> **Provided data**:
-------
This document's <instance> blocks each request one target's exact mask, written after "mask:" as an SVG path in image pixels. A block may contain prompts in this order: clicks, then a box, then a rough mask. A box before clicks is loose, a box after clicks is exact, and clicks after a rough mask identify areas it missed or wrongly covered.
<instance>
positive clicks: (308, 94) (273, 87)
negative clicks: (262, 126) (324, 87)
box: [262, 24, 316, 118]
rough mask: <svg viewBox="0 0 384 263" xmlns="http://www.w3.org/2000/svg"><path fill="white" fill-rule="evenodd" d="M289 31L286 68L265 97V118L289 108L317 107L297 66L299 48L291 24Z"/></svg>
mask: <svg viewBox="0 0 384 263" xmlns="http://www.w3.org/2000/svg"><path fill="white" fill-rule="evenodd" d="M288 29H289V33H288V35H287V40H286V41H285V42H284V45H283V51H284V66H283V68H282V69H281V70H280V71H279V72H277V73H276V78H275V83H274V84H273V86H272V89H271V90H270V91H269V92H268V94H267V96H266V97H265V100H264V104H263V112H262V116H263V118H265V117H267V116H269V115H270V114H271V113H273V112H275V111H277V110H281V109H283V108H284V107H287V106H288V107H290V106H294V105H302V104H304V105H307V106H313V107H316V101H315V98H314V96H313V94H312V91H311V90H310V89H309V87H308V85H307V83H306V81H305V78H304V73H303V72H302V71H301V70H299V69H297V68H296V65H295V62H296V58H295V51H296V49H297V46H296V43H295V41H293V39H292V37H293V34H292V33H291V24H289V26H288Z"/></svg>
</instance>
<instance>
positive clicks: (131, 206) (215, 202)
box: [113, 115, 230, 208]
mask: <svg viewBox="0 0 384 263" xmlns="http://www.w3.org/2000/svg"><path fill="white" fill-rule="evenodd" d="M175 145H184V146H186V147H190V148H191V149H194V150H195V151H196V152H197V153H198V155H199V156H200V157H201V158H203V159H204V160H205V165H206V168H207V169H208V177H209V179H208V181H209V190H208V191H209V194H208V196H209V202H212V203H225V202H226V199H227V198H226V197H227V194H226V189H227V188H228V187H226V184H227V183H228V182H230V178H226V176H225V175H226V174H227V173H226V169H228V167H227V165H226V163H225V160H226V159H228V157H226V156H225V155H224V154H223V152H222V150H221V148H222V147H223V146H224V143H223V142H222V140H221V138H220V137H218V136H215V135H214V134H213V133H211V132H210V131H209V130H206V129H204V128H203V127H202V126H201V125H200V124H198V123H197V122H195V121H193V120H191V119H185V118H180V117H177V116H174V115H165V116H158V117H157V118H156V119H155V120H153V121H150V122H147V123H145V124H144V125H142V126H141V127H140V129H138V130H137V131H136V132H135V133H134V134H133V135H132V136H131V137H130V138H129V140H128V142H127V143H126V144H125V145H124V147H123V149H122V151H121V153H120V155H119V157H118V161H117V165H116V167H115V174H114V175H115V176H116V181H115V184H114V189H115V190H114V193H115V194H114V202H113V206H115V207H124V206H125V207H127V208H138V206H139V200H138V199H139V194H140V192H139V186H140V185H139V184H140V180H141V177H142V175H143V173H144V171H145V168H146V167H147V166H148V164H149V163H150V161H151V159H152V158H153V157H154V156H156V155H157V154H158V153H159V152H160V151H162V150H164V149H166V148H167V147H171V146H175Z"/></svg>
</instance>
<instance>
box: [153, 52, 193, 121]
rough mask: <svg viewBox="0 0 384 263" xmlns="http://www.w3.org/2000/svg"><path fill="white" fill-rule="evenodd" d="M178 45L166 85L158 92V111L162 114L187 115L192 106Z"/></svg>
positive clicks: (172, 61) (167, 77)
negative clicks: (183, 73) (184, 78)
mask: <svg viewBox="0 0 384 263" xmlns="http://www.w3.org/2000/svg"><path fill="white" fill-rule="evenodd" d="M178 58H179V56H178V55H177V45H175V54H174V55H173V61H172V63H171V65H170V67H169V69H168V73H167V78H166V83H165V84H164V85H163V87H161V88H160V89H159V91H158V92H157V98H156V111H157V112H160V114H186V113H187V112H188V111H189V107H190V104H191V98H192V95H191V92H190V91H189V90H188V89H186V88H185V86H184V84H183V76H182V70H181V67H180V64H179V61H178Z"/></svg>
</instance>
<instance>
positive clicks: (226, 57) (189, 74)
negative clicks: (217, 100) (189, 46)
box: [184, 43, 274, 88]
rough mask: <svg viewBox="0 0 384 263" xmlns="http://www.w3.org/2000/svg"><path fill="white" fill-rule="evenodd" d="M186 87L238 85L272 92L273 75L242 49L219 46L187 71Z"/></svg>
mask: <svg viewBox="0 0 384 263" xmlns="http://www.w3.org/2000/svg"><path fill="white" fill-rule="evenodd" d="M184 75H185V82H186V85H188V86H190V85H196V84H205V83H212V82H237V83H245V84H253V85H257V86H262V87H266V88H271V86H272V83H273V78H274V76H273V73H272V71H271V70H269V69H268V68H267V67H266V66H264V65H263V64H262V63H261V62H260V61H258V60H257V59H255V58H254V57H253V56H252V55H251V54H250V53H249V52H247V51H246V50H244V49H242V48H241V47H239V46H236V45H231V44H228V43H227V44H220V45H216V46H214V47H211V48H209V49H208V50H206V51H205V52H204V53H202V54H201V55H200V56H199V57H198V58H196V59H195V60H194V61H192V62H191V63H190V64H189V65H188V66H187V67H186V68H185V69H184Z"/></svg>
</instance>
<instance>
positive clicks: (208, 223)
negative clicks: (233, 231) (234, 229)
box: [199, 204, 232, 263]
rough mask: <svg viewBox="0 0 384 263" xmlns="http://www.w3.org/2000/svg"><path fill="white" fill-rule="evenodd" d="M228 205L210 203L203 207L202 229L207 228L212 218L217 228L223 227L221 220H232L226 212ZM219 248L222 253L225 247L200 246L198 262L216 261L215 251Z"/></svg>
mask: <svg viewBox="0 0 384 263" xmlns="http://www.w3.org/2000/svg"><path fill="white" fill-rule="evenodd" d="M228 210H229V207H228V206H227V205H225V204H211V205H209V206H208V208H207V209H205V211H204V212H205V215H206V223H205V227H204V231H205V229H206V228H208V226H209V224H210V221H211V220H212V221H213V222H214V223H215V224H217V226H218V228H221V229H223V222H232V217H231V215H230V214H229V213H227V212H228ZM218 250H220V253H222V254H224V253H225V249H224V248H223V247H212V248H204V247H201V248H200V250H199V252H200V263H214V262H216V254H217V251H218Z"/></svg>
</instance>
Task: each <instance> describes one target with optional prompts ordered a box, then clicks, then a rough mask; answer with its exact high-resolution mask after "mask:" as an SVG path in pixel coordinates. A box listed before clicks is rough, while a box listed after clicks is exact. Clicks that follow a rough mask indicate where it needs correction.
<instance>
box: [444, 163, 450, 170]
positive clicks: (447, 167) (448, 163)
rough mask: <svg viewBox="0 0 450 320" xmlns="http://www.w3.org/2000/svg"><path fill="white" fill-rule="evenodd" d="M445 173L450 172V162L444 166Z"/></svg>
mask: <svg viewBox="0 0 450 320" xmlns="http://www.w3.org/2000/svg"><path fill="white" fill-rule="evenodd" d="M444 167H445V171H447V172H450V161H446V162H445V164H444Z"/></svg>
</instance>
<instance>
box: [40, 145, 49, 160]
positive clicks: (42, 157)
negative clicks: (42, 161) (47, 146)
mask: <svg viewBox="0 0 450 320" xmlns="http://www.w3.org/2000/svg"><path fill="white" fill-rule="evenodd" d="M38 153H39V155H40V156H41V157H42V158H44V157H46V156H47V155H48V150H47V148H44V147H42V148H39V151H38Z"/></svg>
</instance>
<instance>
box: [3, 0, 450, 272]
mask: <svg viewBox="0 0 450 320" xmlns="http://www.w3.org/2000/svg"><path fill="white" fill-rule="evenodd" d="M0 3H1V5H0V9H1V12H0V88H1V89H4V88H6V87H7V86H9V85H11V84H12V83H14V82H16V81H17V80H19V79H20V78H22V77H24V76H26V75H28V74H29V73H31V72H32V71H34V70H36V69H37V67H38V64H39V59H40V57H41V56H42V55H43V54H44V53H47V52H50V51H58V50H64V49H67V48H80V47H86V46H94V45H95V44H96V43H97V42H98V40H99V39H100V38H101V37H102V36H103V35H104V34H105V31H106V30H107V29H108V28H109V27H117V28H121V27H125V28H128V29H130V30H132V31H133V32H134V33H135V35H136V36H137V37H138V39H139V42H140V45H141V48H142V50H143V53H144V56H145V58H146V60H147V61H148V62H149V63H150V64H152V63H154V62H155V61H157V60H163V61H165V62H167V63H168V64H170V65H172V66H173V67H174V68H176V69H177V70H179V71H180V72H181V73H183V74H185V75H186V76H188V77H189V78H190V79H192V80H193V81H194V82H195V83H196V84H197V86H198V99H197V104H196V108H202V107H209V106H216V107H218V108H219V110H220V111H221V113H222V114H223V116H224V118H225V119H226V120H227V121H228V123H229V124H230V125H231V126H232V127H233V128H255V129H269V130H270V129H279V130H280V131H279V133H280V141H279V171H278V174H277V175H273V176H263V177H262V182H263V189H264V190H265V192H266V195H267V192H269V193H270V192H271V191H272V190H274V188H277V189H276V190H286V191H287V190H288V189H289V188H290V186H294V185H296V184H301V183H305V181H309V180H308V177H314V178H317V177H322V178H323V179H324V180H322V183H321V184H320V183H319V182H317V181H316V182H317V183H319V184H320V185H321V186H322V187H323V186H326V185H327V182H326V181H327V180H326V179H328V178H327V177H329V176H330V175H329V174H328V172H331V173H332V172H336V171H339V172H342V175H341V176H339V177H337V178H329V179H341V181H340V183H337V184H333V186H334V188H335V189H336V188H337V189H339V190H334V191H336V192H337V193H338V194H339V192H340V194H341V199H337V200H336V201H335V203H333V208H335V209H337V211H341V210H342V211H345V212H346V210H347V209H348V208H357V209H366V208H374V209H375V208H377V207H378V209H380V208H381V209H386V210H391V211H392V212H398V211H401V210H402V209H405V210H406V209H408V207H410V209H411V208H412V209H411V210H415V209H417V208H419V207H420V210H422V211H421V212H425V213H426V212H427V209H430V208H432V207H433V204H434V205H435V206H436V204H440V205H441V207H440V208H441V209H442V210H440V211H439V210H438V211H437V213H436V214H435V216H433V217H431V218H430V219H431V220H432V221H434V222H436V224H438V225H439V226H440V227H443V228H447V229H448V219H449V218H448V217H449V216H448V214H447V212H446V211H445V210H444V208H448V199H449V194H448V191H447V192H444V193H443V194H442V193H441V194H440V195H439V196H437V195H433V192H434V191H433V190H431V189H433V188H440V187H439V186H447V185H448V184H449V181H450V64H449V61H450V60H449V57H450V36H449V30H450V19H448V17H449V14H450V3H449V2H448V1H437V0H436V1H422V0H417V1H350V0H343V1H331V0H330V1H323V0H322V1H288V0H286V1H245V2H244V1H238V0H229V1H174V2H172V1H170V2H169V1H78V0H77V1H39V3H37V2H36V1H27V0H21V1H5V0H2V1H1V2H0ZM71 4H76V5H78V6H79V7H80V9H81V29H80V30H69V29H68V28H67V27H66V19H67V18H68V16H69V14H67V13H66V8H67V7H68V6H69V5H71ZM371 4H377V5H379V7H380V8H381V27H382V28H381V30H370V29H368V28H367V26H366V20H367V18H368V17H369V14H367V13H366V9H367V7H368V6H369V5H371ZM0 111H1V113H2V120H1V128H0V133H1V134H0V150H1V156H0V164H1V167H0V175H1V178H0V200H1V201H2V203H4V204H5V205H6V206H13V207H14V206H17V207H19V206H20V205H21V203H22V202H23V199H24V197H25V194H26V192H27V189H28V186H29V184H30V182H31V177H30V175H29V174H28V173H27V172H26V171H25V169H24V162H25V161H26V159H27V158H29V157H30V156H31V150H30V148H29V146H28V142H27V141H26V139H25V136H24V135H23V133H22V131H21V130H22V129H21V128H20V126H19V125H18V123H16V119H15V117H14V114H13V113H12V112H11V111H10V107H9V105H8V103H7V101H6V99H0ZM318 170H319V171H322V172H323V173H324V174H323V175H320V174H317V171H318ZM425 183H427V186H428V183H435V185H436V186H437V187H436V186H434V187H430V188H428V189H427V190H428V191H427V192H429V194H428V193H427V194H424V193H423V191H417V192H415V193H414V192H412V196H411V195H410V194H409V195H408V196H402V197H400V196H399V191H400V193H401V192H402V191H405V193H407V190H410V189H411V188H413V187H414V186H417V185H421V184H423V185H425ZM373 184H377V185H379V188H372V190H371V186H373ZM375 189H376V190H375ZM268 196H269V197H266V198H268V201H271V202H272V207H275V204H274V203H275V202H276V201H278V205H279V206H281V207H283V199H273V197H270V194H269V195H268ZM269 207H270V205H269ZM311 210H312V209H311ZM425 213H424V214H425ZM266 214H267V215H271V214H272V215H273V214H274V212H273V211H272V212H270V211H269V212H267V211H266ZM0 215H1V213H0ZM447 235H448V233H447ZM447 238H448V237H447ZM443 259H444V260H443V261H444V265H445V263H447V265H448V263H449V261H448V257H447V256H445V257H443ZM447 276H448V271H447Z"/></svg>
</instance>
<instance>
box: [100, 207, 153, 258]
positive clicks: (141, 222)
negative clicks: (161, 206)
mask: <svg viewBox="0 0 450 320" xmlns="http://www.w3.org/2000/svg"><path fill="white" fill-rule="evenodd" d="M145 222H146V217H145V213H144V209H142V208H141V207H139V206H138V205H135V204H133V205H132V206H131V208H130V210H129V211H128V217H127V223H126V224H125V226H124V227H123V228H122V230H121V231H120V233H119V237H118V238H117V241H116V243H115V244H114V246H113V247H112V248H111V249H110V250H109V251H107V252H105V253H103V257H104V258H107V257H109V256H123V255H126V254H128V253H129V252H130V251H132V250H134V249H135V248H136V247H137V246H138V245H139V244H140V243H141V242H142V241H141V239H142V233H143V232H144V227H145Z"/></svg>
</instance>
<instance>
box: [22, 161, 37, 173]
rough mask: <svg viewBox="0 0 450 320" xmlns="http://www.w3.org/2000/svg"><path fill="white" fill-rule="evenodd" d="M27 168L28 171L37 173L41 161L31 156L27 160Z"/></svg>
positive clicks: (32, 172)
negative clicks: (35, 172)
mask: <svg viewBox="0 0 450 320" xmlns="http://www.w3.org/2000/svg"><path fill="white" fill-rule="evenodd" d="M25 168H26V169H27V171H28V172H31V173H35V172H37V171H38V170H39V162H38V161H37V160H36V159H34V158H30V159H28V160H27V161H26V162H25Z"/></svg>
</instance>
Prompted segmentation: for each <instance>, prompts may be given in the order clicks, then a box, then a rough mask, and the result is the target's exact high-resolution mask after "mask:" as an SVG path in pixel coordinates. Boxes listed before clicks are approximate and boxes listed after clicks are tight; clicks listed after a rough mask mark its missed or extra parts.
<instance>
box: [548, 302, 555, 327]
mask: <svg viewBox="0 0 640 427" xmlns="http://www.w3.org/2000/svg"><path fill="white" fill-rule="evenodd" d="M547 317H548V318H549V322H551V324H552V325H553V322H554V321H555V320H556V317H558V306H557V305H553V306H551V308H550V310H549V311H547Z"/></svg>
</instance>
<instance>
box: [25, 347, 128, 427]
-------
> **What the exercise asks**: Identify every line in the items above that contains the string "negative", matching case exactly, and copy each of those lines in full.

> **Answer to the problem**:
negative clicks: (262, 126) (324, 87)
negative clicks: (183, 73) (184, 78)
negative clicks: (217, 100) (189, 46)
negative clicks: (233, 231) (234, 229)
negative clicks: (42, 161) (47, 146)
negative clicks: (161, 206)
negative clicks: (35, 172)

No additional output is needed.